*Short exercise:*
Convert the records below into a numbered list, skipping any blank lines. Leave the pictures out of your answer.

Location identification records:

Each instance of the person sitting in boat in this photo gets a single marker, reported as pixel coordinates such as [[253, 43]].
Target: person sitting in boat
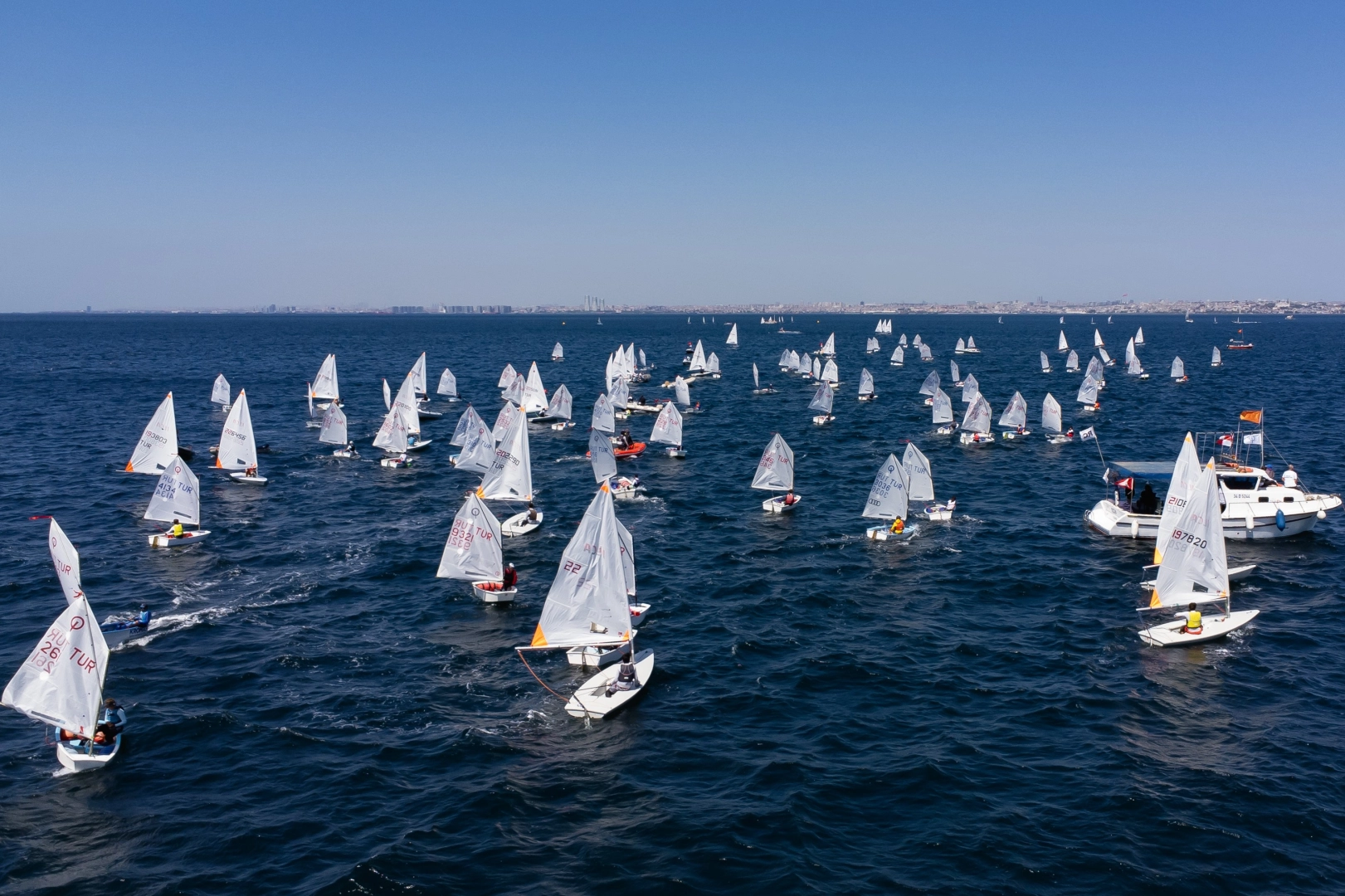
[[626, 679], [1148, 501], [1193, 623]]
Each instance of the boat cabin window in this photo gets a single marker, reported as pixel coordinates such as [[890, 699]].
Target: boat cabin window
[[1240, 483]]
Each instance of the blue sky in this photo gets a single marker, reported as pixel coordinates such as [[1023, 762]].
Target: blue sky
[[225, 155]]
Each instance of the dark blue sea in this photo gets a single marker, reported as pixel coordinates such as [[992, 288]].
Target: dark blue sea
[[314, 712]]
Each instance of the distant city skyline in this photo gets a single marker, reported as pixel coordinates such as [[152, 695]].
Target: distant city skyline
[[537, 155]]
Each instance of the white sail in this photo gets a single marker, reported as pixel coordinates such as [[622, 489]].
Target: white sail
[[919, 478], [61, 681], [667, 426], [699, 358], [158, 443], [66, 560], [942, 407], [237, 447], [823, 400], [889, 497], [1050, 413], [510, 476], [177, 495], [418, 380], [504, 420], [468, 421], [931, 383], [604, 419], [1195, 554], [1185, 473], [534, 394], [515, 391], [324, 383], [1016, 415], [446, 383], [978, 416], [561, 404], [334, 426], [1087, 392], [588, 601], [478, 443], [865, 382], [775, 470], [602, 455], [970, 391], [472, 551]]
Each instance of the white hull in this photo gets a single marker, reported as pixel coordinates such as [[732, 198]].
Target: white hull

*Finished task:*
1. Each instance of the person sitting in boat in this photo gets a single marker, reported as pixel coordinates such as [[253, 43]].
2. Target: person sitting in boat
3. [[626, 679], [1148, 501], [1193, 623]]
4. Each instance of the boat cabin window in this photo gets a single marker, reported as pixel coordinates such as [[890, 699]].
5. Target: boat cabin window
6. [[1240, 483]]
7. Each instance of the blue sky in this photo gets a single marker, reported as pixel coordinates such as [[1023, 762]].
8. Target: blue sky
9. [[225, 155]]
10. Each instance of the dark blue sea in this photo gets a single marker, reported as pixel coordinates such as [[992, 288]].
11. Target: dark blue sea
12. [[314, 712]]
13. Each instance of the distant city skyline in this photo gets a single marker, reported as pixel coordinates such as [[152, 695]].
14. Target: distant city skyline
15. [[537, 155]]
16. Each instance of the white sail in this photo gets a single marker, reported as pixel coordinates such as [[622, 489]].
17. Target: white sail
18. [[919, 478], [61, 681], [667, 426], [699, 358], [158, 443], [66, 560], [942, 407], [237, 447], [823, 400], [889, 497], [1050, 413], [510, 476], [177, 495], [418, 380], [504, 420], [468, 421], [931, 383], [604, 419], [1195, 554], [1185, 473], [534, 394], [515, 391], [324, 383], [1016, 415], [446, 383], [978, 416], [561, 404], [334, 426], [1087, 392], [588, 601], [478, 443], [865, 382], [775, 470], [602, 455], [970, 391], [472, 551]]
19. Each instance of the white hull in this photo gets a single marker, reported as pixel coordinates such as [[732, 198]].
20. Target: white hull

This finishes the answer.